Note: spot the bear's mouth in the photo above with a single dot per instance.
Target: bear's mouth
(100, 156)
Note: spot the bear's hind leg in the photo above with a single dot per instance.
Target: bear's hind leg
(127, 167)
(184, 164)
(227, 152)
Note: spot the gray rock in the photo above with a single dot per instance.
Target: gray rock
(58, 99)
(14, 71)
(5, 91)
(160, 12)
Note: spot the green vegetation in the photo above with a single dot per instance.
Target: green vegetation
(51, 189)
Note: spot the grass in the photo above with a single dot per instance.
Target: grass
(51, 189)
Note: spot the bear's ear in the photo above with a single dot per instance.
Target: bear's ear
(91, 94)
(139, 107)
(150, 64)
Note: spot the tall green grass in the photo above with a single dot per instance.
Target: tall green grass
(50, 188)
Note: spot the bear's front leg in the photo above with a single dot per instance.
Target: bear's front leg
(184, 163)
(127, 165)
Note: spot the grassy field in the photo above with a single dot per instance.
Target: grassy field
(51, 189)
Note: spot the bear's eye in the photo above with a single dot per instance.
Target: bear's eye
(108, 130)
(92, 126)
-*-
* _What the task requires_
Could you convert every line of the items above into a numbered list, leaving out any blank lines?

* _Output of the exercise_
1. Note: spot the bear's mouth in the photo above with a single dot per instance.
2. Target: bear's mouth
3. (100, 156)
4. Note: spot the bear's hind leg in the photo above with a single dot per instance.
5. Target: bear's hind leg
6. (127, 167)
7. (184, 164)
8. (227, 152)
9. Note: spot the gray rock in the photo above with a single dot per instance.
10. Target: gray rock
11. (58, 99)
12. (14, 71)
13. (5, 91)
14. (160, 12)
15. Note: spot the green vegetation in the photo above with a single dot per instance.
16. Target: green vegetation
17. (51, 189)
18. Note: spot the grass in the photo above with a single dot per instance.
19. Target: grass
20. (51, 189)
21. Note: spot the bear's ear in the photo above with a single dot per instance.
22. Target: bear's ear
23. (91, 94)
24. (139, 107)
25. (150, 64)
26. Note: spot the tall green grass in the photo above with a single dot per instance.
27. Target: tall green grass
28. (50, 188)
29. Note: spot the bear's front leg in the photo above with a single dot per instance.
30. Target: bear's front leg
31. (184, 163)
32. (127, 165)
33. Note: spot the grassy field in the photo above with a single dot per instance.
34. Target: grassy field
35. (51, 189)
36. Note: spot the bear's eye in the photo above with a single dot per instance.
37. Target: bear's eye
38. (108, 130)
39. (92, 126)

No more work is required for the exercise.